Passage provided:
____________________
Difficult text file to parse.

R

richardkreidl

Basically, I have a large input file which is delimited by the pipe '|'
symbol . Records in the file can have the same data in field 1 and
field 3.
Example the first six records are the same except for field 2.

What I need is to match on field 1 for a possible of 4 matches and no
more than that.
Then take the names from field 2 and create a new record like the first
one in my Output file below.

If the match on field 1 is less than 4 records like the second set of
records are which there are only two, look at the output file below to
see how it would be displayed. I want to show the delimiters even if
there is no data to show.

I hope I explained everything correctly. I think a hash would be the
best way to approach this problem. I'm not good on using hashes.


My sample Input file: Input.txt

agencyKillCFSLegacySync | TOM JONES | This job kills the Legacy
Transformer.
agencyKillCFSLegacySync | RICH STEVENS | This job kills the Legacy
Transformer.
agencyKillCFSLegacySync | SUE LONG | This job kills the Legacy
Transformer.
agencyKillCFSLegacySync | TIM MAYS | This job kills the Legacy
Transformer.
agencyKillCFSLegacySync | BOB SMITH | This job kills the Legacy
Transformer.
agencyKillCFSLegacySync | STEVE WILLS | This job kills the Legacy
Transformer.

ebsssecrDirTxnSubTESTStop | ALEXIS KING | To Stop TEST Directory
Transaction Subscriber.
____________________
Written instruction 1: Please pull out every line in the records below that contains the word "jeans".
____________________
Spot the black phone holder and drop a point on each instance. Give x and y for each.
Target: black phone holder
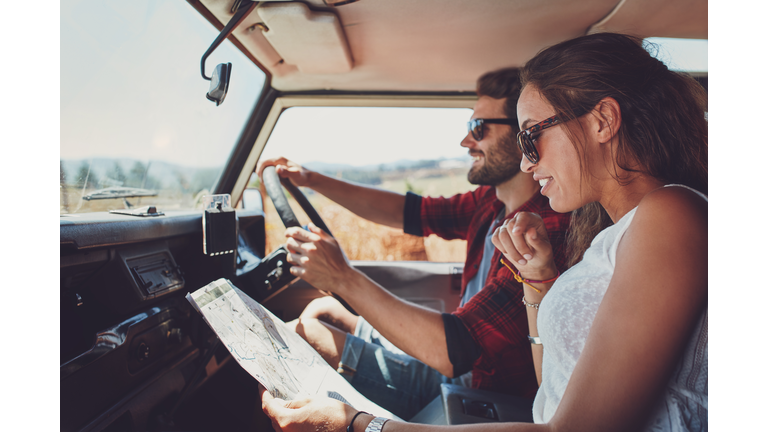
(219, 226)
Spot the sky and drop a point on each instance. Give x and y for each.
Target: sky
(33, 101)
(131, 84)
(126, 95)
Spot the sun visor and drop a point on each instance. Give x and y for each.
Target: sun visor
(312, 41)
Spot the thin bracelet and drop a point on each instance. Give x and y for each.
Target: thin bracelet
(349, 428)
(528, 282)
(533, 305)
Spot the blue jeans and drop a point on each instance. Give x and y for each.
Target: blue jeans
(387, 376)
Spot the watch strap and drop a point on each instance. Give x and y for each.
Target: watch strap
(376, 424)
(534, 340)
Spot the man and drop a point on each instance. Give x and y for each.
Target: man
(488, 334)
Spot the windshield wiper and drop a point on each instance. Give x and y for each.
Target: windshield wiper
(119, 192)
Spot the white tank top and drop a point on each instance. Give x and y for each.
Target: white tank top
(565, 317)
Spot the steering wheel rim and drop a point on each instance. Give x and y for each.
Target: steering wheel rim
(274, 184)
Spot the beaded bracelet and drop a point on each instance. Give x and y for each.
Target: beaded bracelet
(528, 281)
(349, 428)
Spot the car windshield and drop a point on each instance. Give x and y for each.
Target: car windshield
(136, 127)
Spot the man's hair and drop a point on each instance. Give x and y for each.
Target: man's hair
(502, 84)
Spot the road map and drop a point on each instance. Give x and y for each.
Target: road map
(284, 363)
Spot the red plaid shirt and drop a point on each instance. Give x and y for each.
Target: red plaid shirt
(495, 317)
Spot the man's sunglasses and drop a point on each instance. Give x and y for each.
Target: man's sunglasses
(476, 126)
(526, 138)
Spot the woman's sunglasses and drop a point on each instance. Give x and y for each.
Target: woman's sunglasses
(526, 138)
(476, 126)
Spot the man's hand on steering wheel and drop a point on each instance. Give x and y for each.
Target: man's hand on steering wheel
(285, 168)
(317, 258)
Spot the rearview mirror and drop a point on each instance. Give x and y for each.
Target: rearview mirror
(219, 83)
(220, 77)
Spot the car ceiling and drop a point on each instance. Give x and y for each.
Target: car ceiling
(434, 45)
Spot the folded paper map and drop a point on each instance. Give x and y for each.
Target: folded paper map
(284, 363)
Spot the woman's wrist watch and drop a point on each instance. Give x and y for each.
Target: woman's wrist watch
(376, 424)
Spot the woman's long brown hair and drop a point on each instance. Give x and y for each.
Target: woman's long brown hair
(663, 132)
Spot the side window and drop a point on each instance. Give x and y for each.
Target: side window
(398, 149)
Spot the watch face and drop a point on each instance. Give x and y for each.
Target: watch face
(376, 424)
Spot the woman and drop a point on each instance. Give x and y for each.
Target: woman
(609, 131)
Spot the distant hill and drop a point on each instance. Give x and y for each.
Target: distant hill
(161, 175)
(165, 175)
(402, 164)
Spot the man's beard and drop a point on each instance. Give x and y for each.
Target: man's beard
(502, 162)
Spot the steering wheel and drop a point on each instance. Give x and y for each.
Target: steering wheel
(274, 184)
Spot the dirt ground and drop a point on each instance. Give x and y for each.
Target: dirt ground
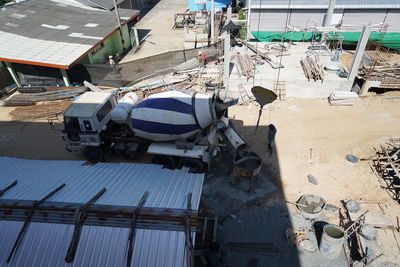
(312, 138)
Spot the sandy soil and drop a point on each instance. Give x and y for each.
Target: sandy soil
(314, 138)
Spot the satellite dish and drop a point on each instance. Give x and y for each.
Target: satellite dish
(263, 96)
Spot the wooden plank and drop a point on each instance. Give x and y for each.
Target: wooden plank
(81, 214)
(28, 220)
(8, 187)
(132, 231)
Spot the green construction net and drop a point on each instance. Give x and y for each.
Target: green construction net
(390, 40)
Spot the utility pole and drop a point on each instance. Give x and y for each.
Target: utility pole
(227, 58)
(229, 13)
(212, 10)
(248, 20)
(358, 55)
(119, 25)
(329, 13)
(117, 13)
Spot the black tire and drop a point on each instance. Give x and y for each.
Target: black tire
(168, 162)
(194, 165)
(94, 154)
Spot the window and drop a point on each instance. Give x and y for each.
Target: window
(102, 113)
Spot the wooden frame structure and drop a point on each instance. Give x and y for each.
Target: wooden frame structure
(386, 166)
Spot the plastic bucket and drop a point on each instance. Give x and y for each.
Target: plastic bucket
(331, 241)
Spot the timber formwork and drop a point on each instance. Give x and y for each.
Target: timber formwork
(386, 166)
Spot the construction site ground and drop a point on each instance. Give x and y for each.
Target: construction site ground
(156, 28)
(312, 138)
(291, 74)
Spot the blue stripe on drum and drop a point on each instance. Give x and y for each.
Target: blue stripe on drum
(163, 128)
(165, 104)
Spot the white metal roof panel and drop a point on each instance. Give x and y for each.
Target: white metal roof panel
(47, 244)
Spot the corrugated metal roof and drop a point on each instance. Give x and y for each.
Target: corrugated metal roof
(54, 33)
(47, 244)
(323, 4)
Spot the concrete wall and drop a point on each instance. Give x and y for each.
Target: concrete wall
(111, 46)
(123, 74)
(134, 70)
(352, 19)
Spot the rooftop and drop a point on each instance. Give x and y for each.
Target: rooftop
(54, 33)
(46, 244)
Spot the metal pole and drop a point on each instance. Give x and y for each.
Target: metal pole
(119, 24)
(248, 21)
(65, 77)
(228, 13)
(117, 14)
(212, 10)
(329, 13)
(362, 43)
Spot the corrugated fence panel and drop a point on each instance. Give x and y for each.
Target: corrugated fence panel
(267, 20)
(47, 244)
(393, 20)
(358, 18)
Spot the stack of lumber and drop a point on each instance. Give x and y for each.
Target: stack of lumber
(342, 98)
(270, 59)
(379, 73)
(386, 165)
(312, 69)
(244, 65)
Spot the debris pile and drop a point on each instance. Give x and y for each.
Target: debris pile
(342, 98)
(312, 69)
(386, 166)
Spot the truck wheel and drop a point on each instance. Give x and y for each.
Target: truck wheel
(168, 162)
(94, 154)
(194, 165)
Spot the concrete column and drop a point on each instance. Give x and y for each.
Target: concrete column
(65, 77)
(227, 58)
(229, 13)
(248, 33)
(329, 13)
(212, 11)
(13, 74)
(362, 43)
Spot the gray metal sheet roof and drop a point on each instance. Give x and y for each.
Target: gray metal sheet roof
(323, 4)
(54, 32)
(47, 244)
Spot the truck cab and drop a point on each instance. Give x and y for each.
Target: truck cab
(86, 118)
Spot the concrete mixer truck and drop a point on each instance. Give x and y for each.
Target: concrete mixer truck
(180, 128)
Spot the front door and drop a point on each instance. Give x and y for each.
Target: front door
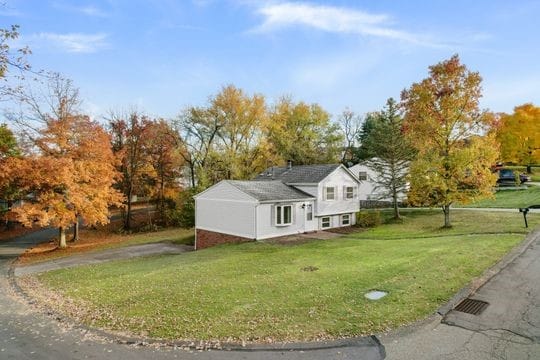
(310, 222)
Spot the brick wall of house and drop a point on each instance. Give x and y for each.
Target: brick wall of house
(206, 238)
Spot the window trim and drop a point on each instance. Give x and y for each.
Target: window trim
(309, 212)
(334, 193)
(346, 192)
(329, 222)
(279, 215)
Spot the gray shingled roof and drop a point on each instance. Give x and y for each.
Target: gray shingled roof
(302, 174)
(269, 190)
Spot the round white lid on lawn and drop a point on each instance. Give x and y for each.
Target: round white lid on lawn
(375, 294)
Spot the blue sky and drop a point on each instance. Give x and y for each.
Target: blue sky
(161, 56)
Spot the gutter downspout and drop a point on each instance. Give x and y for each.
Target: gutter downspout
(195, 243)
(256, 219)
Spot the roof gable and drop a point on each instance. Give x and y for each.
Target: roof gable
(302, 174)
(270, 190)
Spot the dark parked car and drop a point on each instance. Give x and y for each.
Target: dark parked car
(508, 177)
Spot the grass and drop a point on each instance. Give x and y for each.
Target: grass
(511, 199)
(261, 291)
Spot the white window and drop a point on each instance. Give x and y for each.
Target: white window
(309, 212)
(326, 222)
(330, 193)
(349, 192)
(283, 215)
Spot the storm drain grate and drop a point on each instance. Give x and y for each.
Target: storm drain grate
(471, 306)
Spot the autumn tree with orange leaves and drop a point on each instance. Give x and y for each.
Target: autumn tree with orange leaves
(69, 178)
(451, 136)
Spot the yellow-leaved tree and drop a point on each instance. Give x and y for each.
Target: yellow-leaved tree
(519, 135)
(451, 135)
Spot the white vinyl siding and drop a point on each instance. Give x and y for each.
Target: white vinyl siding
(226, 216)
(339, 179)
(326, 222)
(330, 193)
(266, 227)
(309, 212)
(349, 192)
(283, 215)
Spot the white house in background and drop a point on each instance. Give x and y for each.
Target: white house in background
(280, 201)
(367, 189)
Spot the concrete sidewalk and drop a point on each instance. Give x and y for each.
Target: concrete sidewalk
(127, 252)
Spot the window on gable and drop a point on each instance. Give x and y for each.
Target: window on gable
(283, 215)
(349, 192)
(329, 193)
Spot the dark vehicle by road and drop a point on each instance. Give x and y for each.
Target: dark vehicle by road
(508, 177)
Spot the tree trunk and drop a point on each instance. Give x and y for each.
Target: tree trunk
(395, 203)
(9, 224)
(127, 220)
(62, 238)
(446, 210)
(75, 231)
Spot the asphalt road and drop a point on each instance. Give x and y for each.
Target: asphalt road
(28, 334)
(509, 328)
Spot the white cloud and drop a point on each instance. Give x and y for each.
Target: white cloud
(333, 19)
(74, 42)
(89, 10)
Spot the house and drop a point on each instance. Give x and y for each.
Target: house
(280, 201)
(368, 189)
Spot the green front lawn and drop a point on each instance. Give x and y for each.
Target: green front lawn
(511, 199)
(271, 292)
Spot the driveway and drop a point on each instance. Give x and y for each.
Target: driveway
(28, 334)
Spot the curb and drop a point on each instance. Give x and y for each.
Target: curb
(480, 281)
(362, 341)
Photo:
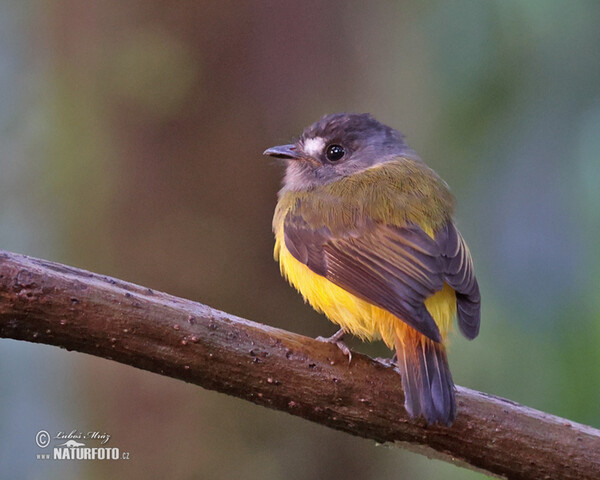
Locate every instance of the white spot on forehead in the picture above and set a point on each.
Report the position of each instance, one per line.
(314, 146)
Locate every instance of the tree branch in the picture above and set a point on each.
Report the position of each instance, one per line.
(50, 303)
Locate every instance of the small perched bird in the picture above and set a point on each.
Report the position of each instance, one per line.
(364, 231)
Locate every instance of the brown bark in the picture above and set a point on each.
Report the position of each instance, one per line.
(54, 304)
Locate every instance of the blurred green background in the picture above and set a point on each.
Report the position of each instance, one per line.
(131, 135)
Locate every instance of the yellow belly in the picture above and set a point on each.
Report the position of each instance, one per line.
(353, 314)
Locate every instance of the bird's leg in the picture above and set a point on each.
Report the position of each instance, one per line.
(388, 362)
(336, 339)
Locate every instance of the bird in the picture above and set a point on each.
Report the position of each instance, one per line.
(364, 230)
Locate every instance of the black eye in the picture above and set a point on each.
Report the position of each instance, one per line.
(335, 152)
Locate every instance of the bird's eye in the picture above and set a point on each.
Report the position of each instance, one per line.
(335, 153)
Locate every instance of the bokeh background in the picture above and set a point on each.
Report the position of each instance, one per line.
(131, 135)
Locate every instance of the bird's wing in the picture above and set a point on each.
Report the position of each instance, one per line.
(460, 275)
(394, 268)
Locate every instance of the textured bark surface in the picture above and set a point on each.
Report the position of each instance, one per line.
(54, 304)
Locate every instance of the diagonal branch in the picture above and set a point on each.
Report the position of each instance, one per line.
(58, 305)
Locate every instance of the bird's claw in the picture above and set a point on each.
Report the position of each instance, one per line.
(336, 339)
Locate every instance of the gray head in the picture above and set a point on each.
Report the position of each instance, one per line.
(336, 146)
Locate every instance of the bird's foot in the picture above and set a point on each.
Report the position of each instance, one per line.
(388, 362)
(336, 339)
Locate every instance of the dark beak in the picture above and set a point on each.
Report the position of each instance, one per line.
(284, 151)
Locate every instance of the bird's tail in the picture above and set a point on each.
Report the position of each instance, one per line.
(426, 379)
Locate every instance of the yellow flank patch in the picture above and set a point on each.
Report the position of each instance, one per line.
____________________
Written instruction 2: For each statement, decide whether it agrees with the post above about parsing a pipe-delimited file. Answer yes or no, and quote the words from the post that decide it. (a) The input file uses the pipe symbol as its delimiter. (b) Matching on field 1 should allow up to six matches. (c) The writer is comfortable using hashes.

Correct answer 1:
Spot the blue jeans and drop a point on each instance. Give x and y for each.
Target: blue jeans

Correct answer 2:
(a) Yes: "which is delimited by the pipe '|'"
(b) No: "for a possible of 4 matches"
(c) No: "I'm not good on using hashes."